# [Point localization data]
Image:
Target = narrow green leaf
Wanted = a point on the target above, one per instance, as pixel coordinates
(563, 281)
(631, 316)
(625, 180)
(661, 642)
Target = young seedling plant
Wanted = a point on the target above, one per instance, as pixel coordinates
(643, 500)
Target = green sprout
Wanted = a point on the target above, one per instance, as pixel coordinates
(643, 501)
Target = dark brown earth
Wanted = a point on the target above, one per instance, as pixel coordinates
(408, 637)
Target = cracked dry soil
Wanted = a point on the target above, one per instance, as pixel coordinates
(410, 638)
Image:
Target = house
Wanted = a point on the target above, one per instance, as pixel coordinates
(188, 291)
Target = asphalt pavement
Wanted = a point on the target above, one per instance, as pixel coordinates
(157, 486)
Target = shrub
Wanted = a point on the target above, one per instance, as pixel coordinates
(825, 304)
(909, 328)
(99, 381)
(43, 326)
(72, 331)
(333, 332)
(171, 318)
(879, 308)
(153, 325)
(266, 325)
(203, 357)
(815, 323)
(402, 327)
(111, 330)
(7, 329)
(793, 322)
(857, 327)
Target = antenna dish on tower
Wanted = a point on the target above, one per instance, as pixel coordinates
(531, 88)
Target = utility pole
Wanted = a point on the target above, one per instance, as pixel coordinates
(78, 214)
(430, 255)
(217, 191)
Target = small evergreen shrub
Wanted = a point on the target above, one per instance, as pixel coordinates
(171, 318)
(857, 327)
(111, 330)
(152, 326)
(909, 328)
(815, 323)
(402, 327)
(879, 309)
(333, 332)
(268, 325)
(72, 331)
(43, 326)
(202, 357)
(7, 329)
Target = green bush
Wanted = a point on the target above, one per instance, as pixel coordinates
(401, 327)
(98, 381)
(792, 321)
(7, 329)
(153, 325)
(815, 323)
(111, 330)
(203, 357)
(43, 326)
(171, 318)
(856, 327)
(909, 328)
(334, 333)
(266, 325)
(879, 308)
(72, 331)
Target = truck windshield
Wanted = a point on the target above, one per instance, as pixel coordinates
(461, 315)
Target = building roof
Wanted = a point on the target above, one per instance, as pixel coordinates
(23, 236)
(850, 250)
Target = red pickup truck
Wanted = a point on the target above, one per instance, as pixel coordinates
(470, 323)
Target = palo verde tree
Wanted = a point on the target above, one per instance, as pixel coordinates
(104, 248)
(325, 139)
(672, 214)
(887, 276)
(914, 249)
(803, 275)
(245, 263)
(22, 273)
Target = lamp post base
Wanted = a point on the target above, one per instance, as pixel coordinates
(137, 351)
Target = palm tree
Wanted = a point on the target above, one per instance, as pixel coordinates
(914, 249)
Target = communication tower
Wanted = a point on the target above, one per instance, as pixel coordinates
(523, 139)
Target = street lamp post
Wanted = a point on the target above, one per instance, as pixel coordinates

# [Task directions]
Where a line contains "Target = palo verde tree", begin there and output each line through the end of the data above, exactly; give no other lines.

# [Reply to the exercise]
Target = palo verde tree
Wanted = a point on the target above, one per instance, as pixel coordinates
(104, 248)
(325, 139)
(672, 214)
(887, 276)
(914, 249)
(803, 275)
(245, 263)
(22, 273)
Target = lamp post base
Wanted = a point on the target above, one per instance, as pixel coordinates
(137, 351)
Target = palm tree
Wanted = a point on the target above, one per instance, as pixel coordinates
(914, 249)
Target = communication tower
Wanted = a point on the target above, one per instance, as pixel coordinates
(523, 139)
Target = street lamp post
Wanted = a point on the target above, one per instance, as pixel coordinates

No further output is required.